Extracted material: Begin

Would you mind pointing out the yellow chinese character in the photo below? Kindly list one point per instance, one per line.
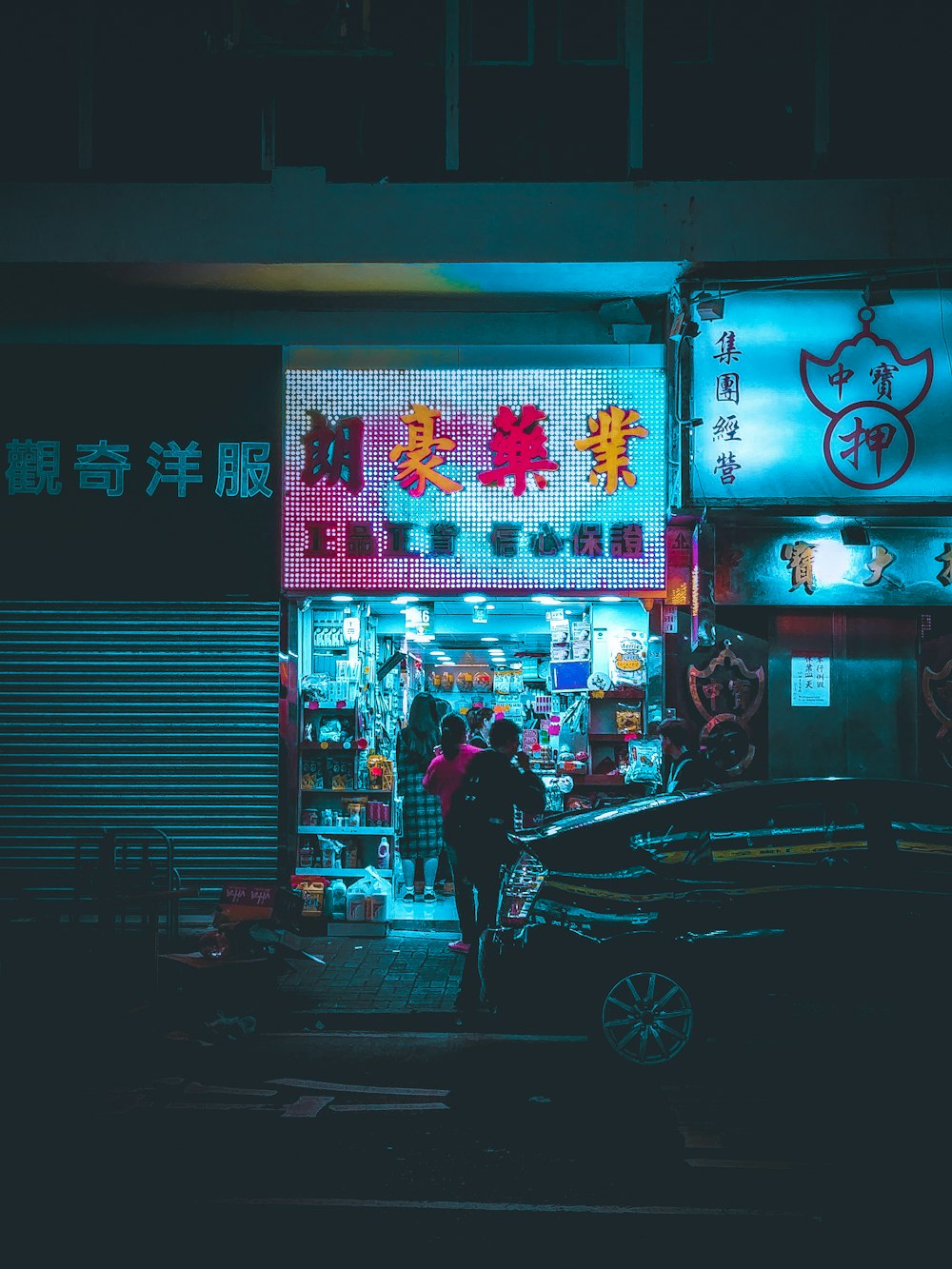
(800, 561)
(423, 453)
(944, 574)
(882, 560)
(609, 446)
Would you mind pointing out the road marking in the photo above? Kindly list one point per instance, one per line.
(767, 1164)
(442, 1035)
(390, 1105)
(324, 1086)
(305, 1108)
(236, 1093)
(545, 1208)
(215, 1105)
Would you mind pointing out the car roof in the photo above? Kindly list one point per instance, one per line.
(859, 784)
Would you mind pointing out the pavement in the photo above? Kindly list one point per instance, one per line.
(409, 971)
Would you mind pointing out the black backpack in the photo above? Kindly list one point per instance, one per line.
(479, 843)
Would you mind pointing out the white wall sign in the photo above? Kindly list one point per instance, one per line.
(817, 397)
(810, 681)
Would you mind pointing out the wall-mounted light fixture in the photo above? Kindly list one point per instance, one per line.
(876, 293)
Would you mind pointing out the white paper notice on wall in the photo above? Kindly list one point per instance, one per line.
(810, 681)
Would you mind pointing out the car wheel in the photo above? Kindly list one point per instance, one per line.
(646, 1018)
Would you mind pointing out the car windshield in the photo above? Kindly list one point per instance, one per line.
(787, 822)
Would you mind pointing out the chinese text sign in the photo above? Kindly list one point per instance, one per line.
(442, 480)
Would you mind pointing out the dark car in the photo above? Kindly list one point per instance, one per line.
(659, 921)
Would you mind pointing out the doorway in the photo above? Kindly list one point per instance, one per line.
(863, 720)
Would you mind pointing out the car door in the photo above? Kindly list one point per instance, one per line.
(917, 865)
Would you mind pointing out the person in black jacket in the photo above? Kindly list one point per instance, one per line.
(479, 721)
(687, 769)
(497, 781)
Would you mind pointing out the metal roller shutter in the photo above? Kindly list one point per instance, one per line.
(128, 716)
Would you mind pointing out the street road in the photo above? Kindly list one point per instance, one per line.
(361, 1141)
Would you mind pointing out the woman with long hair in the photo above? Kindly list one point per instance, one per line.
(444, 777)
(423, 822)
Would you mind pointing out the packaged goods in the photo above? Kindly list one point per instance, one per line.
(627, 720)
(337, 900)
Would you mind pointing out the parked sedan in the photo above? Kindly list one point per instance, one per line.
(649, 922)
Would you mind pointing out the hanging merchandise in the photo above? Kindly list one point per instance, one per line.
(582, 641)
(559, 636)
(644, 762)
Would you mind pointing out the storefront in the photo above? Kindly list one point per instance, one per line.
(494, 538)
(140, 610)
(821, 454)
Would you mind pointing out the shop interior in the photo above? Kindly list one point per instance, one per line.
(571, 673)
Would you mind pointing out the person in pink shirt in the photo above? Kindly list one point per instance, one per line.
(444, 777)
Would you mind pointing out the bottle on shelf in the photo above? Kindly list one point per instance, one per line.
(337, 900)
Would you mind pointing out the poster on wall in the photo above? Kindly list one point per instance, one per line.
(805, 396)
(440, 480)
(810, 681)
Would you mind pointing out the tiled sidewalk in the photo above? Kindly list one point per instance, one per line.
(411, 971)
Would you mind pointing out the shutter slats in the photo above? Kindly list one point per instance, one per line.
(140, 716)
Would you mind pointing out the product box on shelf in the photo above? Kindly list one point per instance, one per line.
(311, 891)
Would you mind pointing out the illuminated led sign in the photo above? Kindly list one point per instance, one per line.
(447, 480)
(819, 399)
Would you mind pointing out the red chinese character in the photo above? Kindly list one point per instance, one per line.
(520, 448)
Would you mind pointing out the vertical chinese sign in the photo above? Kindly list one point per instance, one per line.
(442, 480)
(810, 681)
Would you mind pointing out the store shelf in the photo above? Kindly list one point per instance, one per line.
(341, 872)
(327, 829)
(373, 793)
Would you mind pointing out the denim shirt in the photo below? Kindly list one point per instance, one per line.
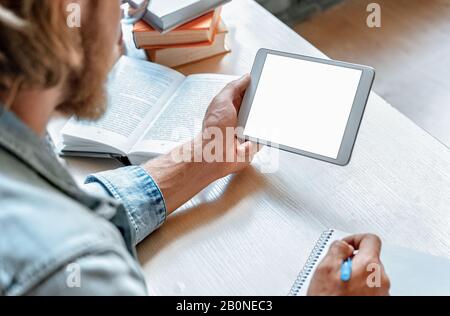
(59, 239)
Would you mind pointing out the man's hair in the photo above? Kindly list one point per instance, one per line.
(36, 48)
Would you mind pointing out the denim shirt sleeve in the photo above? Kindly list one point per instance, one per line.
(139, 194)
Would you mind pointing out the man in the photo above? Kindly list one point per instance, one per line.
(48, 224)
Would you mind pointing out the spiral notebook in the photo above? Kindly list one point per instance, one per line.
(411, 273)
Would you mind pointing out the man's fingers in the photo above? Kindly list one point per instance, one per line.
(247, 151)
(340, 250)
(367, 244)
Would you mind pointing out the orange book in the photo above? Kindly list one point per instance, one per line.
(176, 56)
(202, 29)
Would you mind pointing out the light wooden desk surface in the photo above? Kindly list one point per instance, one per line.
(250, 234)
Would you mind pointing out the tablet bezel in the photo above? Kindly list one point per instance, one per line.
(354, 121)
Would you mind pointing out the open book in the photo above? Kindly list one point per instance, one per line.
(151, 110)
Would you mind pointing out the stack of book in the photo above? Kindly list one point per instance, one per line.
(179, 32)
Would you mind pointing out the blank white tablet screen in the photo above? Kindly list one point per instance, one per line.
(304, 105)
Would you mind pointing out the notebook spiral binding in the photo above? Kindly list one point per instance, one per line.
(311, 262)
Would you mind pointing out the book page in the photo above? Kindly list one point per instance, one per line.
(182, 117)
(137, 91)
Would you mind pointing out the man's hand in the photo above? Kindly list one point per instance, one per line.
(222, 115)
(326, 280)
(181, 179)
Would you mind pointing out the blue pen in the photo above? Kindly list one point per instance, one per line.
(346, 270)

Extracted material: End

Exercise prompt: The reply is to be all the records above, transcribed exactly, with no pictures.

Written solution:
Would you mind pointing out the yellow chinese character in the photo below? Kindly list one point per instance, one per line.
(800, 561)
(423, 453)
(944, 574)
(882, 560)
(609, 446)
Would you mind pointing out the road marking in the photo above? Kindly list one point per instance, one per line.
(767, 1164)
(442, 1035)
(390, 1105)
(324, 1086)
(305, 1108)
(236, 1093)
(545, 1208)
(215, 1105)
Would you mind pointing out the car roof in the photo above? Kindly list one point per instance, one per line.
(859, 784)
Would you mind pointing out the pavement in the photo above? Kindly list one point per instance, one per line.
(409, 971)
Would you mind pointing out the black backpack in the photo above? Kindly list one point per instance, one per line.
(479, 843)
Would you mind pointing out the white wall sign in the photo above? Kindly list one point per instance, one per line.
(817, 397)
(810, 681)
Would you mind pointing out the wall-mounted light fixture in the photo above? Kindly list one point per instance, one per line.
(876, 293)
Would you mind pointing out the white paper notice on wall in the photo above? Kindly list one point per instance, one per line.
(810, 681)
Would you mind pointing out the car wheel in the photo above? Kindly list one point per instance, one per line.
(646, 1018)
Would you mind pointing out the car windshield in the photo above? Kindly list one point per instance, one per line.
(787, 822)
Would you mind pointing out the chinese text sign in the photo above? Kindly list one point per instance, one per line.
(442, 480)
Would you mind pointing out the dark car in the photo above? Kindly list one point per instance, one per line.
(659, 921)
Would you mind pointing out the doorway in the photo above? Kindly list one point per instance, one per line.
(863, 720)
Would you mind pointing out the car door in the photo above? Kindly list one point per instance, one per line.
(917, 865)
Would you mind pointing out the person in black jacket in the photo above? Kindly list one point per instance, one per line.
(479, 721)
(687, 769)
(497, 781)
Would you mind pointing out the metal roller shutter in the photo above? Kindly list one point per instance, one per line.
(128, 716)
Would you mind pointing out the street road in the photo above? Kindly list one point per instance, one per line.
(361, 1141)
Would you mind pointing out the woman with long hair in the photo above? Kindly list one point per instance, one per line.
(444, 777)
(423, 822)
Would you mind pointing out the packaged goods in the photo above? Kindly list one point per instance, one per line.
(627, 720)
(337, 900)
Would you mind pointing out the parked sedan in the photo above? Kindly list one point per instance, one per line.
(649, 922)
Would you mind pointing out the hanging merchandise in the photo above? Kindly list one point per instance, one per line.
(582, 641)
(559, 636)
(644, 762)
Would you mind pointing out the storefront in the photo above? Kindly list one point per instance, one per line.
(494, 538)
(140, 610)
(821, 454)
Would you mind pointing out the shop interior in the photo above? Kindly list one point per instance, one per line.
(571, 673)
Would you mind pointing out the person in pink shirt in the photo above? Kindly list one point per instance, one per line.
(444, 777)
Would you mind pointing out the bottle on shelf in the photo above? Kindly list one point per instance, one per line.
(337, 900)
Would you mind pointing out the poster on wall in the photo above? Kindly list one point per instance, one per line.
(805, 396)
(440, 480)
(810, 681)
Would you mind pointing out the tiled sidewalk in the photo above? Kindly list one point per instance, one per line.
(411, 971)
Would you mind pointing out the shutter slats in the photo above? Kindly list one point per instance, one per line.
(140, 716)
Would you mind pointing out the product box on shelf in the photo above? Kindly list one point per instance, one per line.
(311, 891)
Would you mind pointing out the illuminated led sign in the photo above? Kindly list one point per instance, one per line.
(447, 480)
(819, 399)
Would you mind pointing out the red chinese character in the photo above? Kindly list one point per instance, one per line.
(520, 448)
Would you mind pointing out the vertical chinese sign in the photo above? Kindly list one point per instance, one per line.
(442, 480)
(810, 681)
Would you mind pointing out the store shelf in the photo above? Kindly list one point per instance, one per line.
(341, 872)
(327, 829)
(373, 793)
Would you mind pointing out the denim shirt in the photo below? Kindly list one point per instance, one per line.
(59, 239)
Would you mind pointing out the man's hair in the photo above? Kindly list one point per instance, one per line.
(36, 48)
Would you mind pointing out the denim shirt sleeve in the photo above? Kindly list one point per instance, one per line.
(139, 194)
Would you mind pointing out the man in the photo above? Kindly list one point per instance, one per line.
(48, 224)
Would you mind pointing out the spiral notebook in the photo above? Kindly list one point per instance, one per line.
(411, 273)
Would you mind pointing out the man's fingers in the photo above? Kindly list one point per instance, one per line.
(247, 151)
(340, 250)
(367, 244)
Would you mind pointing out the orange book in the photo above? Kindly list one point per instance, one per line.
(176, 56)
(202, 29)
Would you mind pointing out the light wooden desk surface in the photo above? Kindly list one point per instance, one per line.
(250, 234)
Would you mind pointing out the tablet bezel in the photo above? Kindly list one point per instance, one per line.
(354, 121)
Would you mind pointing out the open book in the photo above? Kindly list one point per instance, one per line.
(151, 110)
Would you mind pointing out the stack of book in the photo above? Kindly list one point per instance, one per line.
(179, 32)
Would you mind pointing out the blank white tablet screen in the photo above? Kindly list one point per instance, one per line.
(304, 105)
Would you mind pointing out the notebook spiral binding in the photo above? Kindly list one point per instance, one per line.
(311, 262)
Would you mind pointing out the book page in the photo above? Kindly list one point per instance, one per line.
(182, 117)
(137, 91)
Would you mind pointing out the man's hand in the photo above? Kindly list one point per instance, one per line.
(222, 115)
(326, 280)
(181, 179)
Would you mind pointing out the blue pen in the photo above? Kindly list one point per instance, one per line.
(346, 270)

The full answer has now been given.